Try it → In the entries below, find the line with "TARGET: blue desk" and the line with "TARGET: blue t-shirt"; give again those lines and every line between them, exactly.

(The data Opens)

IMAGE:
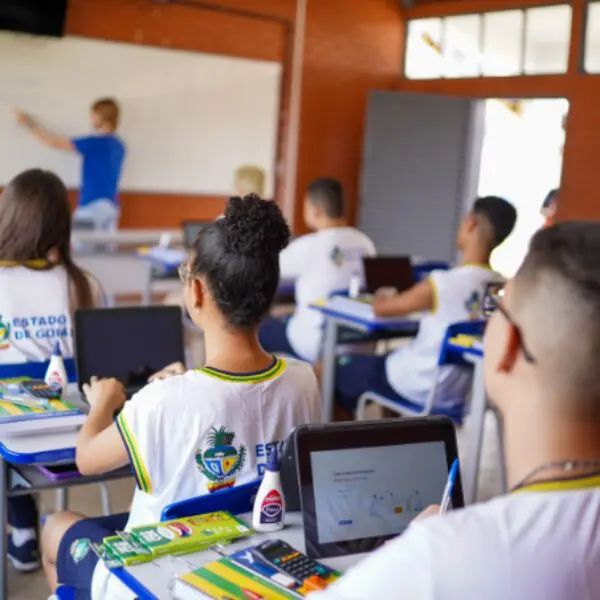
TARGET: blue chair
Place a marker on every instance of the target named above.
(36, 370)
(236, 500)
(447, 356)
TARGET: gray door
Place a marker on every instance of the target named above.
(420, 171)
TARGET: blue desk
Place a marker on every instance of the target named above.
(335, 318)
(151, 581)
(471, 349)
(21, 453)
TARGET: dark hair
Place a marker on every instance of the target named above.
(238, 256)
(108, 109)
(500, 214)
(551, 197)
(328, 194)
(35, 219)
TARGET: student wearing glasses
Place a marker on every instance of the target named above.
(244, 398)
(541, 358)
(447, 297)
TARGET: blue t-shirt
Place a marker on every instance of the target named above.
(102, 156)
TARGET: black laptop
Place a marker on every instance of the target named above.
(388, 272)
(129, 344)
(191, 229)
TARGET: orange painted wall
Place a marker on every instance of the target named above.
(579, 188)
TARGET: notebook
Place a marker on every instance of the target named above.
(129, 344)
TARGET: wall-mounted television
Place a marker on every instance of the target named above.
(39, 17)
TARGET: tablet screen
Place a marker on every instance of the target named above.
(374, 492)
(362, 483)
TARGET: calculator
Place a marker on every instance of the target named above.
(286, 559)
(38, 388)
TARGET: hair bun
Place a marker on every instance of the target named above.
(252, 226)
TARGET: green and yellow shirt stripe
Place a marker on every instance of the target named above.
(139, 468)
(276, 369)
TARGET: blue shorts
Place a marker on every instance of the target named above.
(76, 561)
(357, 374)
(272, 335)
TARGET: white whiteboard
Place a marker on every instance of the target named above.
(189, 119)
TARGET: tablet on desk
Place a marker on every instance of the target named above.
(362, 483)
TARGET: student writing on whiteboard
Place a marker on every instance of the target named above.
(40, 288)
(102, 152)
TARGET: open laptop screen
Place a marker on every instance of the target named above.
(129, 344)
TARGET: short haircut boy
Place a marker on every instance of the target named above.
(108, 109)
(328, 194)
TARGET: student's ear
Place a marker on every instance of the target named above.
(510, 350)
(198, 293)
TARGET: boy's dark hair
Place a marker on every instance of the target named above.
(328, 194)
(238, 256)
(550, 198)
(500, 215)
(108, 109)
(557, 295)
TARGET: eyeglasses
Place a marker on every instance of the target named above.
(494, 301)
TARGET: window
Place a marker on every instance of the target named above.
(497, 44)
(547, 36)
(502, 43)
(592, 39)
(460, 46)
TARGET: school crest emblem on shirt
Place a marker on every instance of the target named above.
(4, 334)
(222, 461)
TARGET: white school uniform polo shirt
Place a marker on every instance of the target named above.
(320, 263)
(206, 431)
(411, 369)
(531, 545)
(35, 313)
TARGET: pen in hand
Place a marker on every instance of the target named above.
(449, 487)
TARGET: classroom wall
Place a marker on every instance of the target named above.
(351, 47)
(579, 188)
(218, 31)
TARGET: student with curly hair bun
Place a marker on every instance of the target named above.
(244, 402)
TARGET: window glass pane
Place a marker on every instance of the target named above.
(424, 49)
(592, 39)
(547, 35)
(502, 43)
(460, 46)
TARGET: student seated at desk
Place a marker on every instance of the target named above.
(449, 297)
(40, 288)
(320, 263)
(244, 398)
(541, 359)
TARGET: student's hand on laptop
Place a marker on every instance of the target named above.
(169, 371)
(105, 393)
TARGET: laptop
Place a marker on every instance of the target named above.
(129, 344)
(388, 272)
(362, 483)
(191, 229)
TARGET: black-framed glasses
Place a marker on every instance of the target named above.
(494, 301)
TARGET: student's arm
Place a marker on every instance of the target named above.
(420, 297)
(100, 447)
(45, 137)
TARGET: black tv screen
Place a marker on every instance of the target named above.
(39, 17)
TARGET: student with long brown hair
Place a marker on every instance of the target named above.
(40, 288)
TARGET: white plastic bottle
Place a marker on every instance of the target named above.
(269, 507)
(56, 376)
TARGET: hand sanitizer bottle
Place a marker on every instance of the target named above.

(The data Closes)

Your solution →
TARGET: blue desk
Place a marker on every instance of the target named above.
(335, 318)
(151, 581)
(471, 349)
(21, 453)
TARGET: dark hair
Place a marker on every instance of the target named above.
(238, 256)
(108, 109)
(500, 214)
(551, 197)
(328, 194)
(35, 219)
TARGET: student wearing glasses
Place a marker on every instance of the target named above.
(244, 398)
(541, 358)
(447, 297)
TARGET: blue t-shirt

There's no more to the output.